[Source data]
———

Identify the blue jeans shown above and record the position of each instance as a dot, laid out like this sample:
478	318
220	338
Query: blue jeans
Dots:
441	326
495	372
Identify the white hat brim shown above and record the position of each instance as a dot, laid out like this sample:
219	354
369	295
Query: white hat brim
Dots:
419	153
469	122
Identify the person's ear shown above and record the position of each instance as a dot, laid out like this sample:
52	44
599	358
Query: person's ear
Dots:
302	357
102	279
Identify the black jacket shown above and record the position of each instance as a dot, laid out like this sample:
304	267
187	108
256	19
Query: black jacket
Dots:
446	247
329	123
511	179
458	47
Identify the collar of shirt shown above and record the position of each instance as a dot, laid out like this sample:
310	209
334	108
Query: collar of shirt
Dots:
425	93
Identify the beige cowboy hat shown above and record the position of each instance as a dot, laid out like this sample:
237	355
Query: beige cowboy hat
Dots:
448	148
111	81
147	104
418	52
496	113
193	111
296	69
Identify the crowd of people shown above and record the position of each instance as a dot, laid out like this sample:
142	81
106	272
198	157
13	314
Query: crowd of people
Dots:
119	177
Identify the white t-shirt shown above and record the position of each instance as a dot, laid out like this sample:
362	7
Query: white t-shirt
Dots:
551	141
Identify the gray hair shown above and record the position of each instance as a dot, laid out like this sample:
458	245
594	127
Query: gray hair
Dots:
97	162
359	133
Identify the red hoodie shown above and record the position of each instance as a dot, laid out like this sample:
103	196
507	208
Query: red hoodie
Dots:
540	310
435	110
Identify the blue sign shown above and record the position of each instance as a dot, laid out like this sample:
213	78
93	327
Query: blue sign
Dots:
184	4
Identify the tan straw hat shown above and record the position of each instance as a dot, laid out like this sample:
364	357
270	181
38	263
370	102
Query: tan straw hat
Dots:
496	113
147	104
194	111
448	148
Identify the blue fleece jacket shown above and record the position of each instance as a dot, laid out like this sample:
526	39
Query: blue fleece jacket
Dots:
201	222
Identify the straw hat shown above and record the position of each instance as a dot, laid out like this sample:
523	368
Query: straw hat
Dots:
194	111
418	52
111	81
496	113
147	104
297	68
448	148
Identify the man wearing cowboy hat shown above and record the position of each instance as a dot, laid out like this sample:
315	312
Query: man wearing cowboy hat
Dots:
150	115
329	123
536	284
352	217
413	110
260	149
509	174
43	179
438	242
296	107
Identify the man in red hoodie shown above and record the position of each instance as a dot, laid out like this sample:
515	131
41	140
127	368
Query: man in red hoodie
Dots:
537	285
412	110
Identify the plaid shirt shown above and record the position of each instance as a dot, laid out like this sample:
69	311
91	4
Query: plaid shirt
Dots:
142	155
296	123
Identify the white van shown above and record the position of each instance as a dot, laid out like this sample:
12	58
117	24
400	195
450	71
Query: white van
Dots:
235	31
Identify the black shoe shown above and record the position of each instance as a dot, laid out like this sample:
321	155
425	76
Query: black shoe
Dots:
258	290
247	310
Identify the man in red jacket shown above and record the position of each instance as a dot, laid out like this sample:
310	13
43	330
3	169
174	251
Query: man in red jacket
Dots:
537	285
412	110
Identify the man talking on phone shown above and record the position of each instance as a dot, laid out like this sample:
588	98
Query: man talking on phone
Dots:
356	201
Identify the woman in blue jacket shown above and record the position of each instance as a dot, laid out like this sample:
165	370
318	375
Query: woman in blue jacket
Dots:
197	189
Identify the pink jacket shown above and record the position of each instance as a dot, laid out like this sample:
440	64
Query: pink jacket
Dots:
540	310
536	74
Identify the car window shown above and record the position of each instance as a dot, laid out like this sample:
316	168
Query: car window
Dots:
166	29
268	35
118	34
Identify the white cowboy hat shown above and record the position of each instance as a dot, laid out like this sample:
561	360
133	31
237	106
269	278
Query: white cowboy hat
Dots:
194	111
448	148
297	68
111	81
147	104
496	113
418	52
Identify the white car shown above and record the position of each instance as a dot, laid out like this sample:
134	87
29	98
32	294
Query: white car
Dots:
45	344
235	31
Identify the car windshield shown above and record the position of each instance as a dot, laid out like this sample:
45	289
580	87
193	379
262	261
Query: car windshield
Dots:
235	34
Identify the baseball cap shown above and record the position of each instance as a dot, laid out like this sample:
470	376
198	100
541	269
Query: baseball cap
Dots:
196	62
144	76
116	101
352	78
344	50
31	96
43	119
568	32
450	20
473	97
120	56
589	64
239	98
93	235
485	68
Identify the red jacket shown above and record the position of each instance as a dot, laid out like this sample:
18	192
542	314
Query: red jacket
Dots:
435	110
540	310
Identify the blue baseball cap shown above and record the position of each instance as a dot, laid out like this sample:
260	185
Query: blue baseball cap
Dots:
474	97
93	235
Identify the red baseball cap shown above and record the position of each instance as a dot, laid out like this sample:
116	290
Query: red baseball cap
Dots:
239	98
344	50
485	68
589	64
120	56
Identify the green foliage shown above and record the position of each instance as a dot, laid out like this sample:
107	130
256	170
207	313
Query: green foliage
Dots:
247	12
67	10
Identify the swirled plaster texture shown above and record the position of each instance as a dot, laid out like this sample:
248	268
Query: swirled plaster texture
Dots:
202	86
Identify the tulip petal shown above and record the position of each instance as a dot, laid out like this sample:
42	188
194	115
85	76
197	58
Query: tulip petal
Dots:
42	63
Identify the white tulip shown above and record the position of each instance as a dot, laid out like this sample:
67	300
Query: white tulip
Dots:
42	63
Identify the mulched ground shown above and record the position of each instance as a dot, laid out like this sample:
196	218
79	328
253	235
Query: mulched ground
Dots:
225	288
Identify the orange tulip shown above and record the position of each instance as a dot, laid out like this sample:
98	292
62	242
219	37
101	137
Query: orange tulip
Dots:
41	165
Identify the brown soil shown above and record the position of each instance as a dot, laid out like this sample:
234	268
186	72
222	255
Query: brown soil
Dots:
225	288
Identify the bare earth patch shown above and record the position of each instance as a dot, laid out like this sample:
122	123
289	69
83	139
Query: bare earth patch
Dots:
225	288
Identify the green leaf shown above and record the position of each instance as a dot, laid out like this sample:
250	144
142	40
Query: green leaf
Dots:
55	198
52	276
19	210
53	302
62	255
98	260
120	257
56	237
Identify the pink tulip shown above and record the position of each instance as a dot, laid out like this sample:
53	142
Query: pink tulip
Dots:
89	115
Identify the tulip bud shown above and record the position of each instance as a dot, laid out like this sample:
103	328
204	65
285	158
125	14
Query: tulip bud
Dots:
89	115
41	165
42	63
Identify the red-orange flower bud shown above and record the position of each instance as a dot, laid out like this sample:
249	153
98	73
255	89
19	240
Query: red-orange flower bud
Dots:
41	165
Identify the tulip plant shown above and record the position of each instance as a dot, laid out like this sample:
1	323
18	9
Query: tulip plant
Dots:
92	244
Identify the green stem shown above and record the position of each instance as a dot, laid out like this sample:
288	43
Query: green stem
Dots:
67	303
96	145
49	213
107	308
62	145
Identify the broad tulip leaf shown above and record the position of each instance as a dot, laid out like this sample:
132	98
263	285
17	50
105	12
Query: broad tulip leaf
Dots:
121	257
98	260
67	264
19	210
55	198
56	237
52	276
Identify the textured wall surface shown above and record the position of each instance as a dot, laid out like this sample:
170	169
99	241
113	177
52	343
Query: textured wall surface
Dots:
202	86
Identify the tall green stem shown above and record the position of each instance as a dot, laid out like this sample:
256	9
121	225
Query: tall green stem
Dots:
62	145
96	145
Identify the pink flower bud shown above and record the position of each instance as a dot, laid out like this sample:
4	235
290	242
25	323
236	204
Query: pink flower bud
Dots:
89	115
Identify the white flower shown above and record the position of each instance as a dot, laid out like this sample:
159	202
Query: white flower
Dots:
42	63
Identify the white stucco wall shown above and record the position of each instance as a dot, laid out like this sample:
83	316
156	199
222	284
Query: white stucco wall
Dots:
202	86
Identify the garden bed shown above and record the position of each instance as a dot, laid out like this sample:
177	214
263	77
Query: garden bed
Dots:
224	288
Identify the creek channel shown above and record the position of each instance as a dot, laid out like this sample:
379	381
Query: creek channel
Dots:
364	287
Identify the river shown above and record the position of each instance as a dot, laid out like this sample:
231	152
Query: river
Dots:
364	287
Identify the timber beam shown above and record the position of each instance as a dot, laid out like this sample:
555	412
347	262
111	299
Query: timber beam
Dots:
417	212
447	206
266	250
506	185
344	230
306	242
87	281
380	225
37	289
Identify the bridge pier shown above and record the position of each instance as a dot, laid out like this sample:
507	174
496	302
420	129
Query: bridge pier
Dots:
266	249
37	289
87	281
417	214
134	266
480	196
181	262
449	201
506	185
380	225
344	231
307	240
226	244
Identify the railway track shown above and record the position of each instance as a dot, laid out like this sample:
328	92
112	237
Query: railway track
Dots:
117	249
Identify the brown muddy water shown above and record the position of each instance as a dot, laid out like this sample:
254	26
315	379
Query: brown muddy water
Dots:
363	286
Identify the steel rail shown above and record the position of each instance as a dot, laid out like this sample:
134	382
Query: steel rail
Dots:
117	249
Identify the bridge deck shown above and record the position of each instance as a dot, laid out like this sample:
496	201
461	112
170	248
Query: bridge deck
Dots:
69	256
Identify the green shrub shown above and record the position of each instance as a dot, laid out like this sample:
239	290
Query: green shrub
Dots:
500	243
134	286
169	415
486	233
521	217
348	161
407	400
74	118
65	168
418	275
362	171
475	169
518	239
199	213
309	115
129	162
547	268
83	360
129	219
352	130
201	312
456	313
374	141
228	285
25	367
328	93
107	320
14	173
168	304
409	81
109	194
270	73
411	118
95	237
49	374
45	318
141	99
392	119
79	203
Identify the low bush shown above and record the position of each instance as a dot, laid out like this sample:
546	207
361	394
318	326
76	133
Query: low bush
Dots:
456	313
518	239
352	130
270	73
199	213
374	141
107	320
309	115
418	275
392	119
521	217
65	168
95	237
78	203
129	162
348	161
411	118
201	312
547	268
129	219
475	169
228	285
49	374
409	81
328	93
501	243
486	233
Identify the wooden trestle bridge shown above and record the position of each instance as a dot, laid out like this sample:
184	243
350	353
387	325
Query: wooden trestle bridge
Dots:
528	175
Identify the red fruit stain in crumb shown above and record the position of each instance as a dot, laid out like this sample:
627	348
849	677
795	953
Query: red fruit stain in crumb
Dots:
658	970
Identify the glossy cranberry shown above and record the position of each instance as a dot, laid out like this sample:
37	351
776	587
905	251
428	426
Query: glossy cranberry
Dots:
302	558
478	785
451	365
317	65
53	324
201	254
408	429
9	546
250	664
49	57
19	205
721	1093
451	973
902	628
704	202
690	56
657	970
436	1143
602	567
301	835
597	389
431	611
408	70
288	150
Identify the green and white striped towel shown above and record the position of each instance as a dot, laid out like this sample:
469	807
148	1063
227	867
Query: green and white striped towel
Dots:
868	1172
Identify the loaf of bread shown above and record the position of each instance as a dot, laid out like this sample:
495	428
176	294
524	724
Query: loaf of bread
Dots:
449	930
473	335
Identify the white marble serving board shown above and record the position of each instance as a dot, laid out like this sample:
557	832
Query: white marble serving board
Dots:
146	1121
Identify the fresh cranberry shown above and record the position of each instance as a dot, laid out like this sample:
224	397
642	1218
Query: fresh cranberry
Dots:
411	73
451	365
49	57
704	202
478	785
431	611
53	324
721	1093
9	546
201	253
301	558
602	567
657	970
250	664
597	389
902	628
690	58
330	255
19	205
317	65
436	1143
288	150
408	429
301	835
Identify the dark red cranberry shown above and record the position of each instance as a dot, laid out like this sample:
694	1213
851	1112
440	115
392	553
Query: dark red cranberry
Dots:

———

### [To do]
Give the lines of the data above as a JSON list of strings, one string per line, leaving out blank lines. Include only the lines starting at the one that contains "Identify the white marble" and ending at the last line of the data.

### [Written answer]
[
  "Identify the white marble serving board shown above and record the position of each instance as a dot, laid out like this sample:",
  "557\t832",
  "Query: white marble serving board",
  "Dots:",
  "146\t1121",
  "Identify the fresh cranberry shown above and record the position of each instance as a dot, laid out like this sample:",
  "224\t397",
  "642\t1218",
  "Query: fresh cranberry",
  "Dots:",
  "411\t73",
  "451\t365",
  "49\t57",
  "704\t202",
  "478\t785",
  "431\t611",
  "53\t324",
  "721\t1093",
  "9\t546",
  "201\t253",
  "301\t558",
  "602\t567",
  "657\t970",
  "250\t664",
  "597\t389",
  "902\t628",
  "690\t58",
  "330\t255",
  "19\t205",
  "317\t65",
  "436\t1143",
  "288\t150",
  "408\t429",
  "301\t835",
  "Identify the dark red cranberry shown above and record the position of each instance as a dot, laid out like this sample:",
  "694\t1213",
  "851\t1112",
  "440\t115",
  "392\t553",
  "Query: dark red cranberry",
  "Dots:"
]